● **GIVEN REQUEST**: Convert the lines below into a JSON list of strings with one string per line, omitting blank lines.

● **LISTED ENTRIES**:

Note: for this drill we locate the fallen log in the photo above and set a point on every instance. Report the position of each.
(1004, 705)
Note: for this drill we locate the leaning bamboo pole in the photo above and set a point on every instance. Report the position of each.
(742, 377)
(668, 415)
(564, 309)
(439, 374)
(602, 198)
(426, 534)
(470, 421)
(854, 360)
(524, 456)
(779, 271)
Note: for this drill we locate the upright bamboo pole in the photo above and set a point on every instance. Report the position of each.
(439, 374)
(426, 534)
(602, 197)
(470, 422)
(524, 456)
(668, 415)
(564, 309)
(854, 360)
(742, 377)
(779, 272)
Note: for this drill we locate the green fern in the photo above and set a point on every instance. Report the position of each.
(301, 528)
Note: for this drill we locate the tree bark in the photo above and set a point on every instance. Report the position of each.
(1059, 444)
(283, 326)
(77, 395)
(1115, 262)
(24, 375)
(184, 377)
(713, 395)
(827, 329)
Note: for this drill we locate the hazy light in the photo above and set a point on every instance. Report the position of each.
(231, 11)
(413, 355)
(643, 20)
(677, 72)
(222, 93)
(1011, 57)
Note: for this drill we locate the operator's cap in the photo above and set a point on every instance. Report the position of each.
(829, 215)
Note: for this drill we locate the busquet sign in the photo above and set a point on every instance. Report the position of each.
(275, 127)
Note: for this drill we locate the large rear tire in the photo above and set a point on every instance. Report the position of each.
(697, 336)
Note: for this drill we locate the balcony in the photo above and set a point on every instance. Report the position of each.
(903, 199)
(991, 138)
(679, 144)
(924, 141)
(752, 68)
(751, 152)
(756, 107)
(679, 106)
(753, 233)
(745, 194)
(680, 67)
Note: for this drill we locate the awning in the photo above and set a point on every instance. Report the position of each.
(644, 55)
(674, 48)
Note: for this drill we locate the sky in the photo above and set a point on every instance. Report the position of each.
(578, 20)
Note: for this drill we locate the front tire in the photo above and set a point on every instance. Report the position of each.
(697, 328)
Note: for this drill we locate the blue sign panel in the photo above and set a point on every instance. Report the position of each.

● **RESULT OF THIS TASK**:
[
  "Note: for this drill we locate the fallen log in the photo above and set a point on every instance. Report the position of each.",
  "(1004, 705)",
  "Note: for this drill we locate the leaning bamboo pole in the photo above and set a point on every instance. Report the position of each.",
  "(742, 377)",
  "(668, 415)",
  "(564, 309)",
  "(439, 374)",
  "(602, 198)",
  "(426, 534)",
  "(470, 421)",
  "(854, 360)",
  "(524, 456)",
  "(779, 271)",
  "Note: for this drill we locate the upright bamboo pole in the photo above and set a point on every instance. Report the position of each.",
  "(439, 374)",
  "(426, 534)",
  "(602, 197)",
  "(470, 422)",
  "(524, 456)",
  "(668, 415)",
  "(564, 309)",
  "(854, 360)",
  "(742, 377)",
  "(779, 272)",
  "Note: for this drill we locate the green fern in the photo above and set a point on every instance. Report the position of each.",
  "(301, 528)",
  "Note: for this drill we locate the tree bark in the photo above and set a point on every instance. Report the position of each.",
  "(1059, 444)",
  "(283, 326)",
  "(77, 395)",
  "(1115, 262)",
  "(24, 375)",
  "(184, 377)",
  "(713, 395)",
  "(827, 329)",
  "Note: for this drill we locate the hazy light in the photo above and set a point on every instance. Report the position of each.",
  "(231, 11)",
  "(413, 355)",
  "(643, 20)",
  "(677, 72)",
  "(222, 93)",
  "(1011, 57)",
  "Note: for this drill we locate the operator's cap in the photo above and set a point on every instance. Report the position of each.",
  "(829, 215)",
  "Note: for this drill we locate the busquet sign in the photo above and set a point on every instance. Report the position of each.",
  "(275, 127)",
  "Note: for this drill we locate the large rear tire in the photo above and set a point on every instance. Report the position of each.",
  "(697, 336)",
  "Note: for this drill we locate the balcony in the photo above and set a point on every instance. Report the position of each.",
  "(903, 199)",
  "(991, 138)",
  "(679, 144)",
  "(924, 141)",
  "(752, 68)",
  "(751, 152)",
  "(756, 107)",
  "(679, 106)",
  "(753, 233)",
  "(745, 194)",
  "(680, 67)",
  "Note: for this drill we locate the awning in the photo above and set a point on every instance. Report the position of each.",
  "(644, 55)",
  "(674, 48)",
  "Note: for this drill we locate the sky in the photo above and set a point on every instance. Report the position of each.",
  "(578, 20)",
  "Note: for this drill we locate the front tire in the photo above and set a point on every instance. Report the position of each.",
  "(697, 328)",
  "Note: for this drill we locate the blue sign panel in the photo above and set a point on every instance. Report the position of each."
]